» **Problem to solve**
What you should write out is every line from the one containing "identify the plastic" to the end of the data, exactly and with nothing else.

» **Data items**
--

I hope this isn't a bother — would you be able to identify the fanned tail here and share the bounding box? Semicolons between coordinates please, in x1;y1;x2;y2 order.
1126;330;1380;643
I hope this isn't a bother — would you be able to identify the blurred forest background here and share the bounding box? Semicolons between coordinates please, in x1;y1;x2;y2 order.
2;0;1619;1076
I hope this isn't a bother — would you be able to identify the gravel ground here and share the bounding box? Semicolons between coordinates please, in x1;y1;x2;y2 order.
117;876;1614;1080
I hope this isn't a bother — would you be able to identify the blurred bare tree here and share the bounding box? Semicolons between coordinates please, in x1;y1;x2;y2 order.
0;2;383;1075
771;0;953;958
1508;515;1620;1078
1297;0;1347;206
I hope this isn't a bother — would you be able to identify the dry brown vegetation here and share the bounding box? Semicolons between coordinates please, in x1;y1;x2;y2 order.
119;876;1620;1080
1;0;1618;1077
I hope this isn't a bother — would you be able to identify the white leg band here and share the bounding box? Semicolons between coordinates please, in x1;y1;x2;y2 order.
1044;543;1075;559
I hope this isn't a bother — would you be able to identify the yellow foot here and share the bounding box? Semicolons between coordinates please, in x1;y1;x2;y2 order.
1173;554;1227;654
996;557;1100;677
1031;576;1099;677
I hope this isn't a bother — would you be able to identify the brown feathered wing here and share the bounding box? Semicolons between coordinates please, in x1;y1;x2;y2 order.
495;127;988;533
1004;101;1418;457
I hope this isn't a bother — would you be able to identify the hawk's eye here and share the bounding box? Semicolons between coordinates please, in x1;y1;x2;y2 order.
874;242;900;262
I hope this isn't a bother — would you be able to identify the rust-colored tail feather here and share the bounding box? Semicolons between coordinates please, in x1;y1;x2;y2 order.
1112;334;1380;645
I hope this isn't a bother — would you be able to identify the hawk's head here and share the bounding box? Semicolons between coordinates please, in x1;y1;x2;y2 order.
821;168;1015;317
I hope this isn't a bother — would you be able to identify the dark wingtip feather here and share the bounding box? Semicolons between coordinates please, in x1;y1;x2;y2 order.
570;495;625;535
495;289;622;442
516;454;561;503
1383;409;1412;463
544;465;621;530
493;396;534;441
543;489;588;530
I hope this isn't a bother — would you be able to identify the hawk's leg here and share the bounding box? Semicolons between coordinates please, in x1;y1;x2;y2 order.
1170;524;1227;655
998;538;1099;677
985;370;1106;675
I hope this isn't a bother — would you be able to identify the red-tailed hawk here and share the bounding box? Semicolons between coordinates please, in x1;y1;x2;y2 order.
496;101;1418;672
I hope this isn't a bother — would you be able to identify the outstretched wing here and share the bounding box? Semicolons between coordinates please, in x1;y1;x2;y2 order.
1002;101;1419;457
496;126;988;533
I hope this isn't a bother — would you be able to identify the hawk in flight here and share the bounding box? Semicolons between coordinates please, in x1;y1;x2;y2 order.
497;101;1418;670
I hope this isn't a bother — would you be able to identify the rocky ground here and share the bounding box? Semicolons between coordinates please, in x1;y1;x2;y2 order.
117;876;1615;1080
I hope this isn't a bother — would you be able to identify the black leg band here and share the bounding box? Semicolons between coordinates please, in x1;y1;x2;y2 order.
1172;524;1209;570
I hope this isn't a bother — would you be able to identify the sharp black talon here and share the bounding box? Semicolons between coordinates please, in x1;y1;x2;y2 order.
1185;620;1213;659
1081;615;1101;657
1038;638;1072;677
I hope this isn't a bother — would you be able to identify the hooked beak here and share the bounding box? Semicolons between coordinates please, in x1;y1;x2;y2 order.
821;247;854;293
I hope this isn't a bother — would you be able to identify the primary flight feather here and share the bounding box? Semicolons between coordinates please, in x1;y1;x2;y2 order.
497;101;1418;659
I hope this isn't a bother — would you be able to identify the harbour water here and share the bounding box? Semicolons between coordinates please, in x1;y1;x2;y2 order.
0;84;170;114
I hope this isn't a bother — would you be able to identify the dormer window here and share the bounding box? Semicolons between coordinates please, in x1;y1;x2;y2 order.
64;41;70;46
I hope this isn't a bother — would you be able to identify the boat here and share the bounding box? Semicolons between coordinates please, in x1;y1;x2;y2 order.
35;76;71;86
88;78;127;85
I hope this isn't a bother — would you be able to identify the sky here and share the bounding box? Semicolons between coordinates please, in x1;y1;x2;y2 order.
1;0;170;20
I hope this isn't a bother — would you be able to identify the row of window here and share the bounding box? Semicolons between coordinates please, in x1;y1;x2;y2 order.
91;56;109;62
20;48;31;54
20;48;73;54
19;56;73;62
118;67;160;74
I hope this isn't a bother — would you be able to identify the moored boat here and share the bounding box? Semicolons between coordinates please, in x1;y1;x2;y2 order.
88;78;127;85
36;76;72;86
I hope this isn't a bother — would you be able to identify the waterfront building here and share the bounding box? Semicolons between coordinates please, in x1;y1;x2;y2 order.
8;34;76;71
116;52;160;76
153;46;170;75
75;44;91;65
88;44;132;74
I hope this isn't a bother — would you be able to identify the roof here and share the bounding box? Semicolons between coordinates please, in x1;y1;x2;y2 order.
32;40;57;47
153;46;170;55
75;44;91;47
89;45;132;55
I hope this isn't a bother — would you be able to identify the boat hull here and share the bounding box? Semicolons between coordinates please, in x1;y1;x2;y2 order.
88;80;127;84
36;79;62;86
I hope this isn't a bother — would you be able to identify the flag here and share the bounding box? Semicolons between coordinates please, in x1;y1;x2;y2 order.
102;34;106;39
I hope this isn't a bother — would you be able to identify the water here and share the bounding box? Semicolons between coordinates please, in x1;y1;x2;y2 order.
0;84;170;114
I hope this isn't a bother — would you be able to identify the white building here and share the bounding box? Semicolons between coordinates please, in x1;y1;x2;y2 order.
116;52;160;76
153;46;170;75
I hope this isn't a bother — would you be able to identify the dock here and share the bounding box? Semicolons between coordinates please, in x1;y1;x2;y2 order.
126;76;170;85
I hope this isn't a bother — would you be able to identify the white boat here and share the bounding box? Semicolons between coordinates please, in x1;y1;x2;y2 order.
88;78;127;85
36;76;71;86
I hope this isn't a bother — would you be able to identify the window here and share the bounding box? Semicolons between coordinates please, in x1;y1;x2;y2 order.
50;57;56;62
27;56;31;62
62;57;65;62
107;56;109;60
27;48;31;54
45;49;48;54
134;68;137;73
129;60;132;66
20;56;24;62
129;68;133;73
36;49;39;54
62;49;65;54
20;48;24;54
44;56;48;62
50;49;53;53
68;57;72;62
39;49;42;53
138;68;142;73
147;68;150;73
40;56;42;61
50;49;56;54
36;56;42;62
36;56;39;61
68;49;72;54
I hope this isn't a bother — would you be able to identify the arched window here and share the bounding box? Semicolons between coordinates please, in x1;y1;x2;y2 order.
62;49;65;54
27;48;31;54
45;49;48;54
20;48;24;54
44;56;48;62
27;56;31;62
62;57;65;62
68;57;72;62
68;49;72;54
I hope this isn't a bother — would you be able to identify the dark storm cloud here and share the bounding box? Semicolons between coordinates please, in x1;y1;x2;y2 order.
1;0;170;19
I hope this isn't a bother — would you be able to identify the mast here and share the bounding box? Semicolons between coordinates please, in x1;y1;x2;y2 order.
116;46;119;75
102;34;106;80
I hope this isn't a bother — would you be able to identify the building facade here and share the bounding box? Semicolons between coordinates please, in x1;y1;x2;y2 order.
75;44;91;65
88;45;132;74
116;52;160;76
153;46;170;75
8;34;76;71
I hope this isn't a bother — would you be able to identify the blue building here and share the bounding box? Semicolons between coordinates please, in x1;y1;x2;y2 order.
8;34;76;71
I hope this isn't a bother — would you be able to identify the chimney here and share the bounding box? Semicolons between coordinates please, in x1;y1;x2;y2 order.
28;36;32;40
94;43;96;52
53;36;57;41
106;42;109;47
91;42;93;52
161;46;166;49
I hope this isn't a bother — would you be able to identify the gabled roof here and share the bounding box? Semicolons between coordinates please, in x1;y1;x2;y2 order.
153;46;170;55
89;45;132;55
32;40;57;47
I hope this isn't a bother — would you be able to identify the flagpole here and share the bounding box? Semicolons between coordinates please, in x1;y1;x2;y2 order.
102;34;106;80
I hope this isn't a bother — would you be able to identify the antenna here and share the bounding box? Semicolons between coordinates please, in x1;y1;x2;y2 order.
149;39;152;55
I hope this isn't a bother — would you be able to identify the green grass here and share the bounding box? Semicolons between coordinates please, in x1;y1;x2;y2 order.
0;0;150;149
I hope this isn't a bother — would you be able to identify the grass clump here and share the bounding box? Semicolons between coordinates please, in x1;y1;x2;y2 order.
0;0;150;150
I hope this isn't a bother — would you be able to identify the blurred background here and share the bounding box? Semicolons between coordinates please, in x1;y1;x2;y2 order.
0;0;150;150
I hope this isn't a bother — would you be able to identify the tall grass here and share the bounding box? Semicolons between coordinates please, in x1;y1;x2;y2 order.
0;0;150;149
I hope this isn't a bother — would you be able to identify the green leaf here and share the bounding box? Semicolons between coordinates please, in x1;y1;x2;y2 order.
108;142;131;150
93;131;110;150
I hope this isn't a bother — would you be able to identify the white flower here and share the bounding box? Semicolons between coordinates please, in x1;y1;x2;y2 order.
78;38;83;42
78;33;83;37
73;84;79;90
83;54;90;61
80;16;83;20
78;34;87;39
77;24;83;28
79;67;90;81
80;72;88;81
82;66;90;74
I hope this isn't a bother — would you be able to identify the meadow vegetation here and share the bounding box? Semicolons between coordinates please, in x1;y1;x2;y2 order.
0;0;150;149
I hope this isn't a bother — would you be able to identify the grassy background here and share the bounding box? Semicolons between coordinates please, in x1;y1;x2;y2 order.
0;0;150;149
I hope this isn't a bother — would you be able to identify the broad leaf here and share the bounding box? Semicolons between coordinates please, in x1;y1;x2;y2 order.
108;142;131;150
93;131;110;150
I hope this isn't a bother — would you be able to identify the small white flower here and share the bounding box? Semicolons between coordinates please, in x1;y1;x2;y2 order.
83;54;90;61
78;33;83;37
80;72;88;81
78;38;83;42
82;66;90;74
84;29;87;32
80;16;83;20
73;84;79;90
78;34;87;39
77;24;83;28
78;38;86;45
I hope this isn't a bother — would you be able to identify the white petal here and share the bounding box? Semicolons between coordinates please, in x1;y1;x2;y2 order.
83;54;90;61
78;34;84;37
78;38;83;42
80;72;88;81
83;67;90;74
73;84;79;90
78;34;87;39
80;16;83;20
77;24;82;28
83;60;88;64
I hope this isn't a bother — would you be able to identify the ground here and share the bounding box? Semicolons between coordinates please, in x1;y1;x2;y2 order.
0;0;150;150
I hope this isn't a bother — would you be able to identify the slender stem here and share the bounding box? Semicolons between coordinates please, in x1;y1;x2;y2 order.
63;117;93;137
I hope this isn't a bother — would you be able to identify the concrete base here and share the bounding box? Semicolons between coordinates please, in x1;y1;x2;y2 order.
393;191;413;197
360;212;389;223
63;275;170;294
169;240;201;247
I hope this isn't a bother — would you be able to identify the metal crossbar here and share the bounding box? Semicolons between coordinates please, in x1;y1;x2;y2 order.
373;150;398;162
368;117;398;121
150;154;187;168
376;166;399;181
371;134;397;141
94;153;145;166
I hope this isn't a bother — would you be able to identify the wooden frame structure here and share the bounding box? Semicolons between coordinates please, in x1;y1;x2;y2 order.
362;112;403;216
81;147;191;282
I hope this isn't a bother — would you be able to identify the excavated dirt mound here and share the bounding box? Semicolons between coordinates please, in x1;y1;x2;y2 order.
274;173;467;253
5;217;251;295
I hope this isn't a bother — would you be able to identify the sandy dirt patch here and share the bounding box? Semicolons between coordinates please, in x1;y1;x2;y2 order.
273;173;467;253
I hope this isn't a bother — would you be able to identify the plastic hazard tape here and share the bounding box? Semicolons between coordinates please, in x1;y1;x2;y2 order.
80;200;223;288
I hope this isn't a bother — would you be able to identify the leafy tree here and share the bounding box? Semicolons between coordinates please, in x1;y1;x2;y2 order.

--

» **Answer to this task**
I hope this isn't a bother — would you be able to identify the plastic hazard tape here and share the bounding box? Semicolons between coordinates please, in x1;y1;x2;y2 order.
80;200;223;288
I hope this isn't a bother — would you be able to identify the leafy tree here and share the bounding box? Semicolons between coordinates please, in x1;y1;x2;y2 order.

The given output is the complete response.